_Work task:_
Go through the entries below and copy each line that holds the word "body".

Point-per-instance localization data

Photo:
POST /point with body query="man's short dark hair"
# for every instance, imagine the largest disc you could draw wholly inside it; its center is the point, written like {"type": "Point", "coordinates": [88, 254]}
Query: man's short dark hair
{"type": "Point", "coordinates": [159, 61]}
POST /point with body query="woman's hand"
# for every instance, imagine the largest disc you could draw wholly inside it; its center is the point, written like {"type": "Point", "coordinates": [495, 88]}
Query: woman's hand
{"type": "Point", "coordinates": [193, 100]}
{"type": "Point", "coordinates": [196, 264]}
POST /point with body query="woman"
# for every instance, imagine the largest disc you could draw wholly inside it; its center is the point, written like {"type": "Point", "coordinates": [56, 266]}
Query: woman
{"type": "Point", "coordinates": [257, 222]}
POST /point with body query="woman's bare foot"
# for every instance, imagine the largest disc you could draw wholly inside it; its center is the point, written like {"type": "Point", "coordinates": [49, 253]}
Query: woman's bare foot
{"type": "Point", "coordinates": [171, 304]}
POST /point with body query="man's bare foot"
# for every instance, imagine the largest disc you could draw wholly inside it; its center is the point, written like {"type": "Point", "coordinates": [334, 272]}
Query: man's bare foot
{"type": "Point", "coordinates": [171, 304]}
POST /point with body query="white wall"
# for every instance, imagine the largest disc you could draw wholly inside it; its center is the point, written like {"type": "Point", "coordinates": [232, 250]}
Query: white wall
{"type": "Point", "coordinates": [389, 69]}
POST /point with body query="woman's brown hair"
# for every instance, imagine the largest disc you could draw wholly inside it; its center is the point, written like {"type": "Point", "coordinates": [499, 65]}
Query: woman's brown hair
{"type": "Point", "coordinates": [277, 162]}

_Response to this exercise:_
POST /point with body query="man's short dark hair"
POST /point with body query="woman's hand"
POST /point with body query="woman"
POST /point with body query="woman's bare foot"
POST /point with body query="man's bare foot"
POST /point with body query="white wall"
POST /point with body query="woman's brown hair"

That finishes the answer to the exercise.